__Your goal__: Could you write the next part of the coaching profile of Rod Smith, starting right after its final line?

— BEGIN Extract provided —

Rod Smith

Current position
- Title: Offensive coordinator/quarterbacks coach
- Team: Marshall
- Conference: Sun Belt

Biographical details
- Born: February 22, 1973 (age 53) Franklin, West Virginia, U.S.

Playing career
- 1993–1996: Glenville State
- Position: Quarterback

Coaching career (HC unless noted)
- 1997: Franklin HS (WV) (OC)
- 1998–1999: Urbana (OC)
- 2000: West Virginia Tech (OC)
- 2001: Clemson (GA)
- 2001: West Virginia (GA)
- 2001–2004: South Florida (PGC/QB)
- 2005–2006: South Florida (OC/QB)
- 2007: West Virginia (QB)
- 2008–2010: Michigan (QB)
- 2011: Indiana (co-OC/QB)
- 2012–2017: Arizona (co-OC/QB)
- 2018–2020: Illinois (OC/QB)
- 2020: Illinois (interim HC)
- 2021: Virginia (OA)
- 2022–2024: Jacksonville State (OC/QB)
- 2024: Jacksonville State (interim HC)
- 2025–present: Marshall (OC/QB)

Head coaching record
- Overall: 0–2
- Bowls: 0–1

= Rod Smith (American football coach) =

American football player and coach (born 1973)

— END Extract provided —
— BEGIN Given entries —

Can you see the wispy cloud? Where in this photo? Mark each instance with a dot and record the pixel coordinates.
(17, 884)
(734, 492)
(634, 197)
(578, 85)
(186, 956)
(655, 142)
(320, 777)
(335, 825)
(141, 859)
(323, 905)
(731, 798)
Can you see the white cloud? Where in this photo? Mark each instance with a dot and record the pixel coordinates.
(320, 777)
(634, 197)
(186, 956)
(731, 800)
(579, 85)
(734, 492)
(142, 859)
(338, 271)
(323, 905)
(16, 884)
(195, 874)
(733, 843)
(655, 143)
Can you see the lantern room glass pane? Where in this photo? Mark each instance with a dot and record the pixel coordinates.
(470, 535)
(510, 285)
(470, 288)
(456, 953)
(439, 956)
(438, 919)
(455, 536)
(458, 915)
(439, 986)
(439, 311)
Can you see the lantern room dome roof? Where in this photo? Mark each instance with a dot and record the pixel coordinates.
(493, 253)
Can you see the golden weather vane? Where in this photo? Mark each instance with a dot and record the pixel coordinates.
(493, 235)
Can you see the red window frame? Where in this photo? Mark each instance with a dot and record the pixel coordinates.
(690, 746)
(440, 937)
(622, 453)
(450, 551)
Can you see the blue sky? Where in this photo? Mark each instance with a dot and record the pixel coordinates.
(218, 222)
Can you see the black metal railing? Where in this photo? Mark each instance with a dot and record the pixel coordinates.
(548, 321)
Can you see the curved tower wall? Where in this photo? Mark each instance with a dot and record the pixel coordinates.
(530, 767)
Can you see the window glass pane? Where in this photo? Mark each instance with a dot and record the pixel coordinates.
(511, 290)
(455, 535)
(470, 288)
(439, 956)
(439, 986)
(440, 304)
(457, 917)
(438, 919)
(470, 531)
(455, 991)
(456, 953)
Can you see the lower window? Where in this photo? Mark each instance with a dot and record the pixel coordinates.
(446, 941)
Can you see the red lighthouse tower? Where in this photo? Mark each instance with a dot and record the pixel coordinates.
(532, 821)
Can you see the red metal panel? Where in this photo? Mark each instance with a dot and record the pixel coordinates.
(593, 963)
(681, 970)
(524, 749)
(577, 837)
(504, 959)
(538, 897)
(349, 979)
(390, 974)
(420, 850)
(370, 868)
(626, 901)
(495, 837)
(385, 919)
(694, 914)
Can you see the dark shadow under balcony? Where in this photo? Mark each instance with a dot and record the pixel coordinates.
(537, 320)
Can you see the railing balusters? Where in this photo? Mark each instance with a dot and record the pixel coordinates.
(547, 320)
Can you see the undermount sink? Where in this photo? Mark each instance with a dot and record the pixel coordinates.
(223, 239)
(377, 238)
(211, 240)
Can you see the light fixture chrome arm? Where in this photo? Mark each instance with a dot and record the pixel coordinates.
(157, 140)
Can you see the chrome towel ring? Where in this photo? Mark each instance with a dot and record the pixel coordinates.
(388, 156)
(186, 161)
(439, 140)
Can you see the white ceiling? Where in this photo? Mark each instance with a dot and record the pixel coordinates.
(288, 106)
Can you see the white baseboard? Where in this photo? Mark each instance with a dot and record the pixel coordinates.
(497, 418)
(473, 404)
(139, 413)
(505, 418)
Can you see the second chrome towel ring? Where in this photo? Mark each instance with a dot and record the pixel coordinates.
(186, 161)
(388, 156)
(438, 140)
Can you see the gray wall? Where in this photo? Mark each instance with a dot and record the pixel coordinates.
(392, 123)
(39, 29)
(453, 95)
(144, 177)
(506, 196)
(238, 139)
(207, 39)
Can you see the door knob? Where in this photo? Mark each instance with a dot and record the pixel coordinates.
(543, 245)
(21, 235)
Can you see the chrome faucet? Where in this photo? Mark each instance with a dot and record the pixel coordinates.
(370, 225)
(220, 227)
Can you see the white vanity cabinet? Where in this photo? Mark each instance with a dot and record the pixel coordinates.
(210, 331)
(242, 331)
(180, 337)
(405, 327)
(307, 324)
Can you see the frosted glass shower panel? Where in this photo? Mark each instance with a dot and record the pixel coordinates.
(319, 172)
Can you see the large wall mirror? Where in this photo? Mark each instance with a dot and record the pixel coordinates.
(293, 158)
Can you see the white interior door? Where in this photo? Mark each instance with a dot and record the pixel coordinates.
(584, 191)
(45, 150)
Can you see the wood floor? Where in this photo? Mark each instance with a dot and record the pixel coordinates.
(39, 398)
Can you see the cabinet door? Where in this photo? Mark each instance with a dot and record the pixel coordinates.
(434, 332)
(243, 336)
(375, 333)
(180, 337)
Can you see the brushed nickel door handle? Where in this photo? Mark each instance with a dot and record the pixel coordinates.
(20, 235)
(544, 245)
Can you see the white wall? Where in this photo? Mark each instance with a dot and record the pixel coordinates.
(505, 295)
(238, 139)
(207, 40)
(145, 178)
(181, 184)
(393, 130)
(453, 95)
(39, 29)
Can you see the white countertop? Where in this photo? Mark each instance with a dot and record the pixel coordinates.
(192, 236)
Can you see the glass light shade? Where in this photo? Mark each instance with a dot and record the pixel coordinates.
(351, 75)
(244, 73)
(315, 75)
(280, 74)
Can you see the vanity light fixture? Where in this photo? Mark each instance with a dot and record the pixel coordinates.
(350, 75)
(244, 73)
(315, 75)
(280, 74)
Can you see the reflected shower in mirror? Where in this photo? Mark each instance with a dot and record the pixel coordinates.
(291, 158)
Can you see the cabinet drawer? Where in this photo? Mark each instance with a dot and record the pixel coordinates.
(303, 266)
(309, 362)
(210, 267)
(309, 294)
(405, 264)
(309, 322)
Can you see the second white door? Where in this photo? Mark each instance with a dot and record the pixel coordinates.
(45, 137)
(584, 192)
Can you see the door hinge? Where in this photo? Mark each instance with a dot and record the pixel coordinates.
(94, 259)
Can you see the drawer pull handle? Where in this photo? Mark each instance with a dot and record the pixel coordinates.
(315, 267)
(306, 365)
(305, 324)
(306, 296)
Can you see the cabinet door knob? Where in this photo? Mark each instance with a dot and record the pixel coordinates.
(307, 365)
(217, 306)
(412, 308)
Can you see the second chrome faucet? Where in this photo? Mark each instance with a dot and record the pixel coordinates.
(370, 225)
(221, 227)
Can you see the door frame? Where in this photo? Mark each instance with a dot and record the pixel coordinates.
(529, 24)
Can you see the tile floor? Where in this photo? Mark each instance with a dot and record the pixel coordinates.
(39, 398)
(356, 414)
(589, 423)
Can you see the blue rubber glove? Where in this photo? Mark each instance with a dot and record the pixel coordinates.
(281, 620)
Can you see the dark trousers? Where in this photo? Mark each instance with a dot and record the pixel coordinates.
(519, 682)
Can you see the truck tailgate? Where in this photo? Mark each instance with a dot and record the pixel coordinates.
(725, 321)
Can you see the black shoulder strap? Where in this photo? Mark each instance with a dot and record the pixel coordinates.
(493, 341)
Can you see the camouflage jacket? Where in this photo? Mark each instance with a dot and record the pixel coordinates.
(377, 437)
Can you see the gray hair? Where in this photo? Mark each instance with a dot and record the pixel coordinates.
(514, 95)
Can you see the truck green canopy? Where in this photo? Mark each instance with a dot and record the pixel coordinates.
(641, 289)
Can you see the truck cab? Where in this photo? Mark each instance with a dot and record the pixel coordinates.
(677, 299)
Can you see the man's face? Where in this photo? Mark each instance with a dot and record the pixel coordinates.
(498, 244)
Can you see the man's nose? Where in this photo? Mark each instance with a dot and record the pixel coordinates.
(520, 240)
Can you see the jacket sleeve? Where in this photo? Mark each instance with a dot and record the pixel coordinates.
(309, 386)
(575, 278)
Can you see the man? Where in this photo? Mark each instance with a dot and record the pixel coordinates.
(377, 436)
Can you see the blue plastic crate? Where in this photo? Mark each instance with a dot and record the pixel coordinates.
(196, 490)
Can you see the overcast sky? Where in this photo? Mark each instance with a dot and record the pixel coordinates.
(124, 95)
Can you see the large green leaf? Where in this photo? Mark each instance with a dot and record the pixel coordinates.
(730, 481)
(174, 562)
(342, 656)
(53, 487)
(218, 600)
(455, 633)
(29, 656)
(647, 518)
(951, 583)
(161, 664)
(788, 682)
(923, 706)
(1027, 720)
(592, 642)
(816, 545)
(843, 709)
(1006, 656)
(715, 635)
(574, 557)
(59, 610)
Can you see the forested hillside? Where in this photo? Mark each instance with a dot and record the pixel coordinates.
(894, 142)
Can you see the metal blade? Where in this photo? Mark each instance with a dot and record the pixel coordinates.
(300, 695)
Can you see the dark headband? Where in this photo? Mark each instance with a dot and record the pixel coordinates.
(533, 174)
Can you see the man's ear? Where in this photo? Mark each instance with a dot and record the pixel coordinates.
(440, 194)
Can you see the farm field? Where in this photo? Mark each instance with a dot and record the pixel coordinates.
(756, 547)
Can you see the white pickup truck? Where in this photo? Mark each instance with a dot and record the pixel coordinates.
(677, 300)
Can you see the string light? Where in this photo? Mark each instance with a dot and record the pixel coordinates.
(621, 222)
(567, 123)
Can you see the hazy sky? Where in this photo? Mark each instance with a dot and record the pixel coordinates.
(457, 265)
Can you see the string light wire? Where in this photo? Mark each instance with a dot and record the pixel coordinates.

— END Given entries —

__Answer for the task__:
Rod Smith (born February 22, 1973) is an American football coach and former player who is currently the offensive coordinator at Marshall. Smith previously served as the interim head coach, offensive coordinator and quarterbacks coach at Jacksonville State and Illinois.

==Playing career==
Smith played college football as a quarterback at Glenville State College from 1993 to 1996, where he played for head coach Rich Rodriguez.

==Coaching career==
After graduating from Glenville State in 1997, Smith was hired to be the offensive coordinator on his father's coaching staff at Franklin High School in West Virginia. He spent time as the offensive coordinator at both Urbana University in Ohio and West Virginia Tech before reuniting with Rodriguez at both Clemson and West Virginia as a graduate assistant. He was hired by Jim Leavitt to be the passing game coordinator and quarterbacks coach at South Florida and was promoted to offensive coordinator for the 2005 season. Smith resigned from South Florida after the 2006 season to reunite with Rich Rodriguez at West Virginia as the team's quarterbacks coach.

===Michigan===
Smith was named the quarterbacks coach at Michigan in 2008 after Rich Rodriguez was named the head coach.

===Indiana===
After Rodriguez was fired from Michigan in 2010, Smith spent the 2011 season on Kevin Wilson's staff at Indiana as a co-offensive coordinator and the quarterbacks coach.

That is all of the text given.